Exercise: Copy the material below, swapping each "tight rectangular box" for "snug bounding box" and leaving everything else untouched.

Input for this task:

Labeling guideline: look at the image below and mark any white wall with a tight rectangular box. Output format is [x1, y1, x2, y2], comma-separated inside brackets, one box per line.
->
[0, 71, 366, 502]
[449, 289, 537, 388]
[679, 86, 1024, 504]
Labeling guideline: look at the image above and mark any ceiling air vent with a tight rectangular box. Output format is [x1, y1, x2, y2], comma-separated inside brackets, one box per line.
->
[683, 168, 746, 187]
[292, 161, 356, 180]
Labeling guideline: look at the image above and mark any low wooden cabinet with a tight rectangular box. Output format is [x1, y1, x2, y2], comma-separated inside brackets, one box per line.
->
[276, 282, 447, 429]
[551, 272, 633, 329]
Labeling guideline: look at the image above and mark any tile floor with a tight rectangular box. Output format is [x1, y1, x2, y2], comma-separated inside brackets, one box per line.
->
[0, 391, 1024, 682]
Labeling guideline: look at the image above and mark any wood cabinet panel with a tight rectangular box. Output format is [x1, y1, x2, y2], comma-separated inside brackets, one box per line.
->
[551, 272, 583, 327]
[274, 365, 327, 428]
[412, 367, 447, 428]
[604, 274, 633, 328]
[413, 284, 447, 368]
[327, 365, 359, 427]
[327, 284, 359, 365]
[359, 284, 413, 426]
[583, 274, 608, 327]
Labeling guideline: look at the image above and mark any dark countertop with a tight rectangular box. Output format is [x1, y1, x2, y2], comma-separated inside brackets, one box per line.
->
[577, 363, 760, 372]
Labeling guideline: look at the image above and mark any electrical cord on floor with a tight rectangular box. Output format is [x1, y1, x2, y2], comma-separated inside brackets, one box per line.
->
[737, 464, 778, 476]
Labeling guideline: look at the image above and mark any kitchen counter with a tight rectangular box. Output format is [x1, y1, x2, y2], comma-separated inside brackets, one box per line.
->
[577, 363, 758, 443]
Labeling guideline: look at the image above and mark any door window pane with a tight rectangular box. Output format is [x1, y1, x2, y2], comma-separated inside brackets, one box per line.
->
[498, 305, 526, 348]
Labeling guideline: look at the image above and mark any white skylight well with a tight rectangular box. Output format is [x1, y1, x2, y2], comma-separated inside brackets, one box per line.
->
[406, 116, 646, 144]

Output of the task:
Labeling guideline: look at the image below and mark any white wall with a snug bounding box. Output format is [x1, y1, x2, y2], comma-separated inside brackets, one box per line.
->
[0, 71, 366, 502]
[449, 289, 537, 388]
[679, 86, 1024, 504]
Labeling guideline: look at the image above and mark any ceiling air vent with a snug bounding box. Output format is [x1, y1, x2, y2], comma-separated inside brackets, one box per line.
->
[683, 168, 746, 187]
[292, 161, 356, 180]
Labeling guideline: look at the image above and mark any low wooden cabinet with a snug bounding box. Output format is [x1, y1, x2, y2], comma-separated inside brackets, one box per line.
->
[276, 282, 447, 429]
[551, 272, 633, 329]
Labeling guideline: look at the image above and mark any tile floor with a snug bounding box. Output format is [x1, y1, x2, y2], comma-separated inside brackets, one box per line.
->
[0, 391, 1024, 682]
Labeling guideline: look at the image above and mark any wood cabinet panel with a snug bounding box. Output format is [x1, y1, x2, y2], comma-separated inside brackets, one box per line.
->
[551, 272, 583, 327]
[274, 365, 327, 428]
[412, 367, 447, 428]
[604, 274, 633, 328]
[413, 284, 447, 368]
[327, 365, 359, 427]
[327, 284, 359, 365]
[359, 284, 413, 426]
[583, 274, 608, 327]
Labeling guideline: look at the image above and mark any dark countertop with a snug bounding box. Output format is [x1, y1, x2, y2], comma-separated inside brackets, one box per line.
->
[577, 363, 760, 372]
Labeling guideline: look at the image above and mark any electrical cord on floor with a snug bounding box. Output format is [x1, y1, x2, y2], comma-separated inside brackets, one box per line.
->
[737, 464, 778, 476]
Labeling guideline: look at the image above and mark any kitchen counter with a snug bounding box. Output format is [x1, y1, x2, y2], comma-separated inside brackets, one box per line.
->
[577, 363, 758, 443]
Labeling guideline: look at the image above and mark any door window pane with a snug bounding box. Output format is [x1, y1, x2, y2], comma-separated inside brackets, one box per line.
->
[498, 305, 526, 348]
Labeling guideline: look at the image above and mark any white skylight well with a snug bounding box. Output format is [x1, y1, x2, y2], comma-separated inside brackets, one box per line.
->
[406, 116, 646, 144]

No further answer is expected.